### [PASSAGE FOR REVIEW]
+ + + +

She is 84 and currently lives with my dad, 92. I have spent all but 2 years of my life within an hour of them to make sure they are ok. Now, due to financial reasons my family and I must relocate to another state. We will be moving within the next year and I have no idea how to help my mom from afar. She recently had an accident which has spawned the worry machine in my head.

My mother has had medical concerns before and I was in the neighborhood to help. Recenlty she broke her hip while in Asia. Nobody was able to contact me because NOBODY was listed on the contact form. She was angry at my father when he finally snuck off and emailed me (2 weeks after it happened) that their return from Asia would be "Delayed".

Since then I had to "Google" where on Earth she was and a friend who is an active AIr Force nurse somehow dig up her information. When I was able to communicate with the people in charge of my mother they were astonished that I did not have the answers to basic questions about her. I kept having to apologize and explain that my mother is "very private". The response, both in Asia and in the hospitals here in the USA were the same "But you are her daughter!"

The guilt is overwhelming.

+ + + +

### [STUDY MATERIAL]
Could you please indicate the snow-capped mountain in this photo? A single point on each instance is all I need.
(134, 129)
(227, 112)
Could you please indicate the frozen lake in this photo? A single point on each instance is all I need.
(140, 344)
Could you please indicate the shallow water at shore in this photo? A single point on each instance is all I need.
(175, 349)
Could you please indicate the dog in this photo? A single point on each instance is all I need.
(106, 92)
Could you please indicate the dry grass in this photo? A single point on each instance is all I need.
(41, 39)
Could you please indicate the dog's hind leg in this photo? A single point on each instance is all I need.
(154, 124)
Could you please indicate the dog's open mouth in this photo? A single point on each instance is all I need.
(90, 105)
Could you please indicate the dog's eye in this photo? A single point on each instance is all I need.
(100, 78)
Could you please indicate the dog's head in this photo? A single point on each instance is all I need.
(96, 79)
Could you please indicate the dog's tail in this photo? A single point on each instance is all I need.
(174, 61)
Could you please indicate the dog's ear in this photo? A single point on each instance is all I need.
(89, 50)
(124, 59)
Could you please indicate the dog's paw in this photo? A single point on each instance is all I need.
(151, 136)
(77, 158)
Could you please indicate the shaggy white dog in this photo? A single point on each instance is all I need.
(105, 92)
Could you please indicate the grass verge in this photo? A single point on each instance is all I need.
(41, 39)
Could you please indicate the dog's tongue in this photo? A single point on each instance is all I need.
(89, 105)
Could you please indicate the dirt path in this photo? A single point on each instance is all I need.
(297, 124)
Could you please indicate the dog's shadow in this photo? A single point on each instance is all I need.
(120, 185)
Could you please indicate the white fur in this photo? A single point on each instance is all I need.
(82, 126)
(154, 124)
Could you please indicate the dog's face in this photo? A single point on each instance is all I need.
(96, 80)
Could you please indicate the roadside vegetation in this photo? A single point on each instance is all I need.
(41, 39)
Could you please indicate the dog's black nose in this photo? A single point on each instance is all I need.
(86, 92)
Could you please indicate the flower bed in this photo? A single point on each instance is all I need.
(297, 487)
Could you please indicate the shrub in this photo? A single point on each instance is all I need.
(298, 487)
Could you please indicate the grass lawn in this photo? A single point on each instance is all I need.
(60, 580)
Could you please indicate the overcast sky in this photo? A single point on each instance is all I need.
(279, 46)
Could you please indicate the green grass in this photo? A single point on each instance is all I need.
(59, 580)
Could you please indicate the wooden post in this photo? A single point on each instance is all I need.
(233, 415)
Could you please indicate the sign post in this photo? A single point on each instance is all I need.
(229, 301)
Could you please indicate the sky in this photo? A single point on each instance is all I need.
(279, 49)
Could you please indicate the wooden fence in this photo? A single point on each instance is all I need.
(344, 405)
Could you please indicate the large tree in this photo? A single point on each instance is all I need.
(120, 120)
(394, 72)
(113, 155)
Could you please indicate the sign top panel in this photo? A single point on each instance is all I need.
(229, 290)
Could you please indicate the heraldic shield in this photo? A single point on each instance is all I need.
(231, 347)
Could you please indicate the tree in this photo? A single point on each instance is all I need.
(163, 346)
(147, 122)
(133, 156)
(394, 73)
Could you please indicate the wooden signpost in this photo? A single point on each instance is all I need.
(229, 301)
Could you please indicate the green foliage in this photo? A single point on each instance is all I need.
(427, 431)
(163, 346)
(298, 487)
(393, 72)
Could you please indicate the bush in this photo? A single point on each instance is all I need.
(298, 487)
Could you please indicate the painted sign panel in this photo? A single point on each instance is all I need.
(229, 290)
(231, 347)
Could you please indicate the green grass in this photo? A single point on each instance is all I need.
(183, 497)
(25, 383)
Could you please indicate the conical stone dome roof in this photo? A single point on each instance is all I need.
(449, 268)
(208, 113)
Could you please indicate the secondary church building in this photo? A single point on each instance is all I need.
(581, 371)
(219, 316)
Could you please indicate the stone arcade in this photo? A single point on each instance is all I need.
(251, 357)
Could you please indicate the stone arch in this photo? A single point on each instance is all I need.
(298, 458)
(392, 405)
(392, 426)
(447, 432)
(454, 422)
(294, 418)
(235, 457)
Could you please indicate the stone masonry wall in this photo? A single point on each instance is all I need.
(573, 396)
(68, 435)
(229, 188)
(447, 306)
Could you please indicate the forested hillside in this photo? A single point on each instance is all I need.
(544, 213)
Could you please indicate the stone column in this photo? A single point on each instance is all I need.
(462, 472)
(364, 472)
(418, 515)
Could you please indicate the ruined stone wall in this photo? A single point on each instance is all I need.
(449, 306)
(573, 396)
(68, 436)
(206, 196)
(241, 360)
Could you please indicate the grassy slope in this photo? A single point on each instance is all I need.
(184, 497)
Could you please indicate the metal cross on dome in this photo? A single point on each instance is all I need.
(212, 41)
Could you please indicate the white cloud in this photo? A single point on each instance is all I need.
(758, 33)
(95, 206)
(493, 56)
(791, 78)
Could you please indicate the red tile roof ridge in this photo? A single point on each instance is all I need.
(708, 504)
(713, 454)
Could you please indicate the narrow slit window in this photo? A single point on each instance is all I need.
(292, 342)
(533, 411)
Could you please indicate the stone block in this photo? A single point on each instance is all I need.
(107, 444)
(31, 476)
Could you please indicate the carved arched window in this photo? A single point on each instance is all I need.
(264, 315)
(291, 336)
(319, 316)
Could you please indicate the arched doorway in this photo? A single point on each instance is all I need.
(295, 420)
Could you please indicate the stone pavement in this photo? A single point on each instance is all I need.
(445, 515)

+ + + +

### [TASK LIST]
#1 Quote the post about the aging mother from "My mother has" to "guilt is overwhelming.".
#2 In the post about the aging mother, how long after her accident did the father email the writer?

### [SOLUTIONS BY TASK]
#1
My mother has had medical concerns before and I was in the neighborhood to help. Recenlty she broke her hip while in Asia. Nobody was able to contact me because NOBODY was listed on the contact form. She was angry at my father when he finally snuck off and emailed me (2 weeks after it happened) that their return from Asia would be "Delayed".

Since then I had to "Google" where on Earth she was and a friend who is an active AIr Force nurse somehow dig up her information. When I was able to communicate with the people in charge of my mother they were astonished that I did not have the answers to basic questions about her. I kept having to apologize and explain that my mother is "very private". The response, both in Asia and in the hospitals here in the USA were the same "But you are her daughter!"

The guilt is overwhelming.

#2 Two weeks after it happened.